### Texte extrait
= = = = = = =
18Les événements narrés (incendie, meurtre, bombardement) sur une toile de fond historique de la Seconde Guerre mondiale au Levant sont interprétés dans une image récurrente du parler syro-libanais, celle du diable s’immisçant par malice dans la vie des hommes, brouillant les cartes, pour faire de leur vie sur terre un véritable enfer (le diable avait remplacé les noces par des événements terribles). Mais contrairement au bilinguisme des œuvres d’une Assia Djebar, par exemple, où « l’écart linguistique est vécu comme une castration qui a éloigné [l’auteure] des voix et des bruissements des femmes de sa lignée [c’est-à-dire de ses origines], de toute une oralité, qu’elle essaie […] de ressusciter en retournant vers son passé, comme sujet »24, celui de Vénus Khoury-Ghata pose l’écart pour une traversée/saisie des distances, appropriation des hiatus. Ainsi, en traversant plusieurs fois les distances qui séparent Paris du Djebel Druze et Beyrouth de Damas, Laura identifie la raison de son inadéquation à sa propre vie et celle du vide longtemps éprouvé par elle. En comprenant les raisons de la mort de Nora, la fille de l’émir druze à laquelle – à priori – rien ne la relie, et l’étendue de la souffrance de celle-ci qui a perdu son amant, son enfant, sa propre vie et la possibilité d’aimer un jour le Commandant Morfeuille, Laura embrasse la béance qui fracturait son être pour « se réconcilier avec elle-même»25, en dépit de la sanction qui prévaut toujours (Morfeuille/Luc sont à jamais des amours interdits). Si le bilinguisme inhérent à l’écriture de Khoury-Ghata est d’abord révélateur de cette béance de l’être et d’un déficit de la conscience (entendue au sens phénoménologique du terme comme conscience de quelque chose), c’est aussi le bilinguisme26 qui opère et manifeste la jointure (l’absence devient présence à la conscience), l’inconnu devient souvenir, l’ignoré devient savoir intériorisé :

Des voix récitant l’alphabet proviennent d’une fenêtre ouverte :

Aleph, ba, ta….
= = = = = = =
### Données fournies

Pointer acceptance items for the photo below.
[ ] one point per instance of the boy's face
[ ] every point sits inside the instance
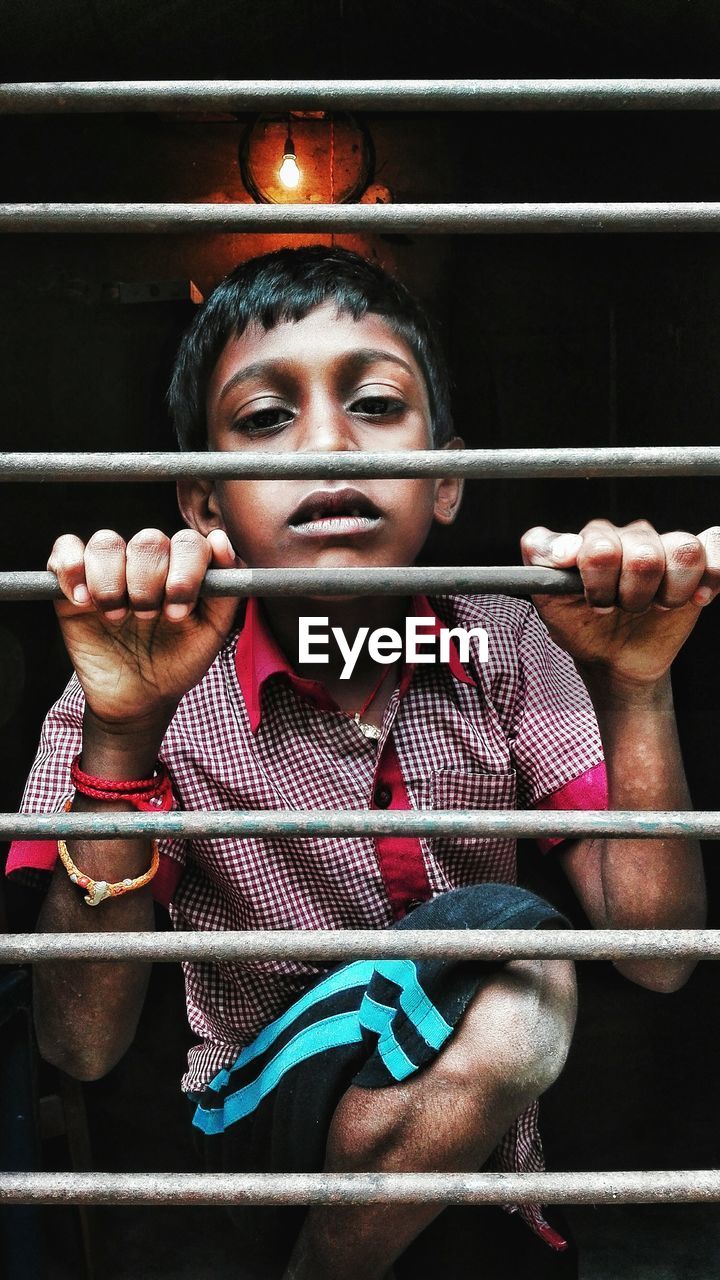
= = = = = = =
### Exercice écrit
Dans le texte extrait, comment s'appelle la fille de l'émir druze dont Laura comprend les raisons de la mort ? Le matériel fourni n'a aucun lien avec le texte extrait.

### Réponse ci-dessous
Elle s'appelle Nora.